• **Aim of the exercise**:
Return all the entries below line for line, leaving out the pictures.

(Region annotation entries)
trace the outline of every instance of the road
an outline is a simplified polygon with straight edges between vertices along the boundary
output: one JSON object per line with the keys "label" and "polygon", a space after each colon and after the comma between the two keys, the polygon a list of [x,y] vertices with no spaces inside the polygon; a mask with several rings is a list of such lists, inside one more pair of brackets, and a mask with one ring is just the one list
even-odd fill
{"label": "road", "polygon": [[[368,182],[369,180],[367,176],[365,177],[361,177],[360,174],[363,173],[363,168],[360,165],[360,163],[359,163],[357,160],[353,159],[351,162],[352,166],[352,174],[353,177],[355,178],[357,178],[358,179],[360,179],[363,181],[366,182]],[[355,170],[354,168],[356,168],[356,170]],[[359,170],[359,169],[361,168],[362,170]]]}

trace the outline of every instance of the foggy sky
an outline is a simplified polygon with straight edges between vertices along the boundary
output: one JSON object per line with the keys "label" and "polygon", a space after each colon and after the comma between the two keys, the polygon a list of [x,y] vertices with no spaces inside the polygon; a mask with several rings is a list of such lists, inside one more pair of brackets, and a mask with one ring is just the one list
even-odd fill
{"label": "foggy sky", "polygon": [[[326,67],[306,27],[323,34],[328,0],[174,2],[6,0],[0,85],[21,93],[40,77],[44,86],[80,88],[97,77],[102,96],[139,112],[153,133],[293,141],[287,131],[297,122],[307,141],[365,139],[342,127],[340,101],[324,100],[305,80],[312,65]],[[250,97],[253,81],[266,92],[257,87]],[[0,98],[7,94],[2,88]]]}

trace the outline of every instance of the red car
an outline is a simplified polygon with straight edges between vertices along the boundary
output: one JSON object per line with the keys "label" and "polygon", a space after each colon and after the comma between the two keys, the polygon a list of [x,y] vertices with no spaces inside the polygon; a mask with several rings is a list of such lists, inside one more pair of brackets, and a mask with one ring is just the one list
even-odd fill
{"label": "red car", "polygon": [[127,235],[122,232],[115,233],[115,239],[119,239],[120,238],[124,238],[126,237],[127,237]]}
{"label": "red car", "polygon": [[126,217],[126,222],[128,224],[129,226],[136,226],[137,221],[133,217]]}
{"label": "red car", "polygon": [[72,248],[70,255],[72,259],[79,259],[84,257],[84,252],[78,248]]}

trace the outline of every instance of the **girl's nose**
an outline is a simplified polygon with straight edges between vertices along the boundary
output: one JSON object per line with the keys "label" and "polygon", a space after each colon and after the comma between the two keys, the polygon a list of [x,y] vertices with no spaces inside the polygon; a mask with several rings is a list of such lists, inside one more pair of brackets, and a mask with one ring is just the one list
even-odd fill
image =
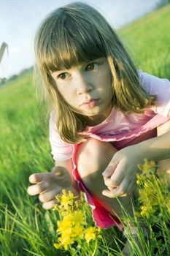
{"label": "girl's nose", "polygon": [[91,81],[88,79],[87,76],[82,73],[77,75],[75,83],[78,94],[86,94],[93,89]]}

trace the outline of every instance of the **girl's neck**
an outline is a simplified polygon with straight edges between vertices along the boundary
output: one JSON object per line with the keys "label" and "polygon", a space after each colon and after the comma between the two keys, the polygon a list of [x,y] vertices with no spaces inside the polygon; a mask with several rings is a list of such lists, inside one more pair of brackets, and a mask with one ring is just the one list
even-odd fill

• **Worked solution**:
trace the outline of every instance of the road
an outline is a simplified polygon with straight edges between vertices along the boundary
output: one JSON object per line with the keys "label" and "polygon", a space after each colon and after the comma between the two keys, the polygon a list of [x,y] vertices with no spaces inside the polygon; a mask with several rings is a list of such lists, inside one more pair of brackets, and a mask with one ring is just the one list
even-odd fill
{"label": "road", "polygon": [[[368,182],[369,180],[367,176],[365,177],[361,177],[360,174],[363,173],[363,168],[360,165],[360,163],[359,163],[357,160],[353,159],[351,162],[352,166],[352,174],[353,177],[355,178],[357,178],[358,179],[360,179],[363,181],[366,182]],[[355,170],[354,168],[356,168],[356,170]],[[359,170],[359,169],[361,168],[362,170]]]}

trace the outline of every instance of the foggy sky
an outline is a simplified polygon with straight edges between vertices along the boundary
output: one JSON object per line with the keys "label" and "polygon", a space after each colon and after the comma between the two keys, the polygon a list of [x,y] vertices with no spaces inside the polygon; a mask with several rings is a list of such lists, inside one more pair of brackets, and a mask with one ring is just the one list
even-odd fill
{"label": "foggy sky", "polygon": [[[326,67],[306,27],[323,34],[328,0],[174,2],[6,0],[0,85],[21,93],[40,77],[44,86],[80,88],[97,77],[102,96],[139,112],[153,133],[293,141],[287,131],[297,122],[307,141],[365,139],[342,127],[340,101],[324,100],[305,80],[312,65]],[[250,97],[253,81],[266,92],[257,87]],[[0,98],[7,94],[2,88]]]}

trace the outline of every instance of the red car
an outline is a simplified polygon with straight edges between vertices along the boundary
output: one JSON object per line with the keys "label" and "polygon", a space after each colon and after the comma between the two keys, the polygon a list of [x,y] vertices with no spaces inside the polygon; a mask with several rings is a list of such lists, inside one more pair of brackets, and a mask with one ring is just the one list
even-odd fill
{"label": "red car", "polygon": [[127,235],[122,232],[115,233],[115,239],[119,239],[120,238],[124,238],[126,237],[127,237]]}
{"label": "red car", "polygon": [[126,217],[126,222],[128,224],[129,226],[136,226],[137,221],[133,217]]}
{"label": "red car", "polygon": [[72,248],[70,255],[72,259],[79,259],[84,257],[84,252],[78,248]]}

trace the outline of every instance of the **girl's nose**
an outline is a simplified polygon with straight edges between vertices along the boundary
output: one JSON object per line with the keys "label" and "polygon", a space after each colon and after the comma between the two keys, the polygon a list of [x,y] vertices with no spaces inside the polygon; a mask with several rings is a list of such lists, inside one more pair of brackets, and a mask with one ring is just the one list
even-odd fill
image =
{"label": "girl's nose", "polygon": [[91,81],[88,79],[87,76],[82,73],[77,75],[75,83],[78,94],[86,94],[93,89]]}

trace the outline of every instance of the **girl's neck**
an outline is a simplified polygon with straight edges between vertices along the boundary
output: one JSON object per line with the keys "label" and "polygon", a space after each colon and after the comma between the two keys, the polygon a list of [x,y] vertices with no spaces inside the polygon; a mask with several rings is a list of such lists, inside one more pair of brackets, and a mask with one ring is just the one list
even-odd fill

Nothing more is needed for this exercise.